Tarefa A: No trecho sobre desordens do desenvolvimento sexual, até quantas semanas após a concepção o feto não apresenta diferenciação sexual?
Tarefa B: Retome o trecho sobre desordens do desenvolvimento sexual a partir da última frase e continue o texto.

Trecho da fonte:
+---+
Apesar de estranho, o fato tem explicação científica. Essas crianças eram portadoras de uma desordem de desenvolvimento sexual, causada pela deficiência de uma proteína chamada 5-alfa-redutase tipo 2, uma doença autossômica recessiva rara. A alta incidência nessa região acontece devido ao grande número de casamentos consanguíneos, o que favorece o aparecimento de doenças de causa genética.
Diversas são as alterações genéticas que podem levar a desordens do desenvolvimento sexual, todas elas ocorrendo na fase embrionária, no início da gestação. Até a sétima semana após a concepção, o feto não apresenta diferenciação sexual. É nesse momento que os fetos masculinos (46XY) começam a desenvolver os testículos, se diferenciando dos fetos femininos (46XX), que através de mecanismos próprios, desenvolvem os ovários.
+---+
Amostra de dados:

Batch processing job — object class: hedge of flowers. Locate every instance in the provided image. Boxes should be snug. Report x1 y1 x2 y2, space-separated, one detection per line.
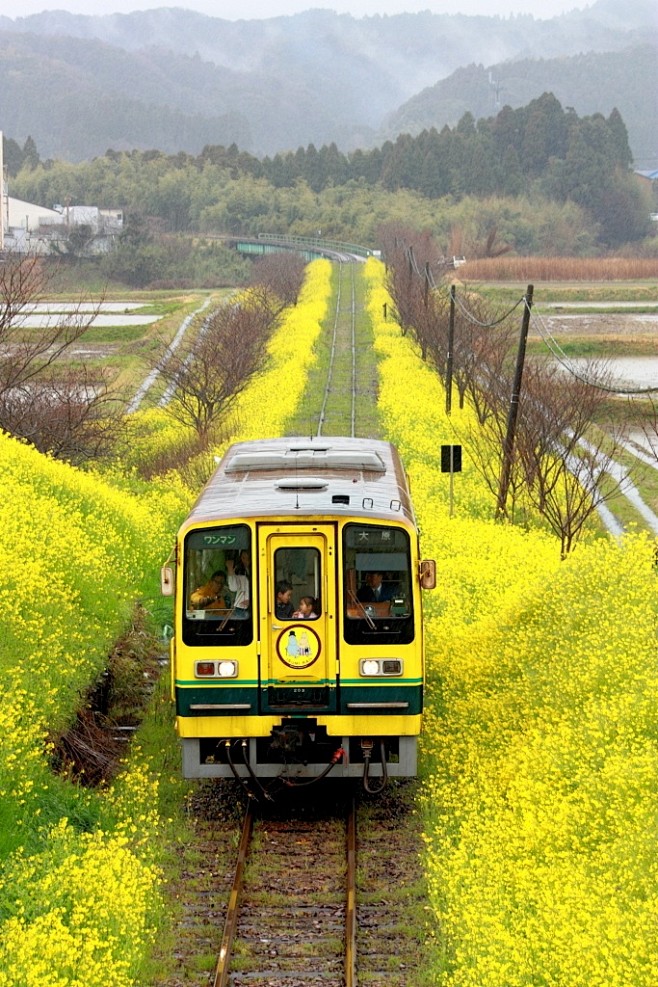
+---+
Resposta do exercício A: Até a sétima semana após a concepção.

Resposta do exercício B:
Na nona semana de gestação, depois que as células produziram testosterona suficiente para permitir a síntese de diidrotestosterona (DHT), é que a genitalia externa se torna característica. É só na 17ª semana que os orgãos sexuais externos estão totalmente formados. A diferenciação e o crescimento dos órgãos genitais externos são particularmente dependentes da DHT e os bebês 46XY que não possuem a 5-alfa-redutase, apesar de nascerem com testículos normalmente funcionais, têm os órgãos genitais externos pouco desenvolvidos.
Na puberdade, pelo aumento da testosterona sérica e das concentrações de DHT, através da 5-alfa-redutase tipo 1, inicia-se o crescimento dos testículos, do pênis e dos músculos. As crianças do sexo masculino com deficiência da 5-alfa-redutase tipo 2, que tiveram pouco ou quase nenhum desenvolvimento peniano, recebem esse novo estímulo que resulta no desenvolvimento de sua genitália externa, demonstrando que, apesar de na infância serem tidos como meninas, são, na realidade, meninos.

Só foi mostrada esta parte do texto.